2. Publication of non-statutory accounts
The unaudited half-yearly results for the six months ended 30 June 2013 do not constitute statutory accounts within the meaning of Sections 435 of the Companies Act 2006 and have not been delivered to the Registrar of Companies. The comparative figures for the year ended 31 December 2012 have been extracted from the audited financial statements for that year, which have been delivered to the Registrar of Companies. The independent auditor's report on those financial statements under Sections 434 of the Companies Act 2006 was unqualified. This half-yearly report has not been reviewed by the Company's auditor.
3. Earnings per share
The earnings per share at 30 June 2013 are calculated on the basis of 8,115,376 shares (31 December 2012: 8,115,376 and 30 June 2012: 8,115,376) being the weighted average number of shares in issue during the period.
There are no potentially dilutive capital instruments in issue and, therefore, no diluted returns per share figures are relevant.
4. Net asset value per share
The net asset value per share is based on net assets as at 30 June 2013 divided by 8,115,376 (31 December 2012: 8,115,376 and 30 June 2012: 8,115,376) shares in issue at that date.
5. Principal risks and uncertainties
The Company's assets consist of equity and fixed interest investments, cash and liquid resources. Its principal risks are therefore market risk, credit risk and liquidity risk. Other risks faced by the Company include economic, loss of approval as a Venture Capital Trust, investment and strategic, regulatory, reputational, operational and financial risks. These risks, and the way in which they are managed, are described in more detail in the Company's Annual Report and Accounts for the year ended 31 December 2012. The Company's principal risks and uncertainties have not changed materially since the date of that report.
6. Related party transactions
The Board of the Company acts as the investment manager of the Company through its Commercial Advisory Committee. During the period under review, no remuneration was paid to the Board in their capacity as investment manager. The Directors received remuneration for their roles as non-executive Directors to Hygea on the terms as set out in the Directors' Remuneration Report of the Company's Annual Report and Accounts for the year ended 31 December 2012.
The Commercial Advisory Committee is entitled to receive a performance incentive fee, being 20% of sums returned to shareholders by way of dividends and capital distributions of whatever nature, which in aggregate exceeds the sum of 80p per share (including dividends paid to date, i.e. 21.25p, but excluding any sums returned to shareholders from HMRC in the year of subscription).
7. Copies of this statement are being sent to all shareholders. Copies are also available from the registered office of the Company at 39 Alma Road, St Albans, AL1 3AT.

* _What needs to be done_: According to the half-yearly report notes, why are no diluted returns per share figures relevant?

[Saved entries]
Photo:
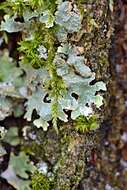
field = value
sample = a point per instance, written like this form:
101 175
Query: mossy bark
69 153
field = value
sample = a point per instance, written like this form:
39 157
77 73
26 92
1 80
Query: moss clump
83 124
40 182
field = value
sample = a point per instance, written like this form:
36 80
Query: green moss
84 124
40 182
...
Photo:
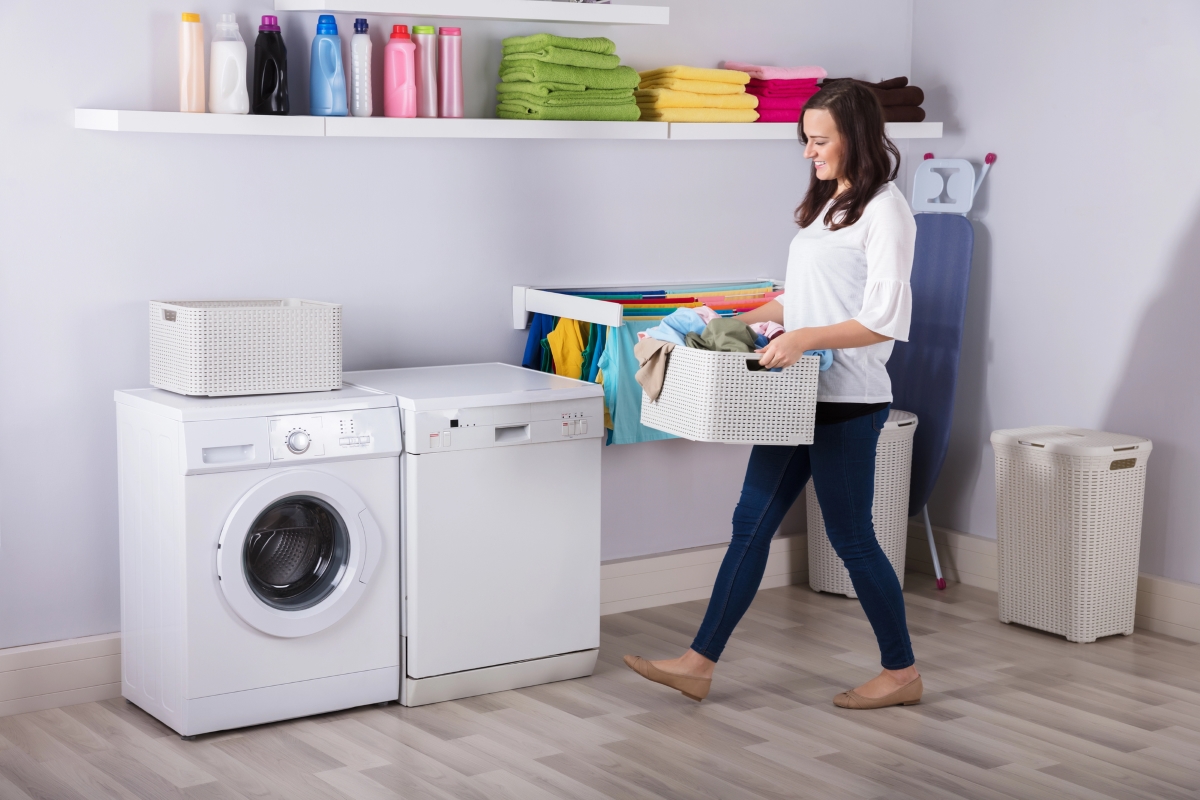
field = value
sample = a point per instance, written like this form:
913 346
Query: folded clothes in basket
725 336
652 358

* _Result of this exercise_: The Company has no potentially dilutive capital instruments in issue, so no diluted returns per share figures are relevant.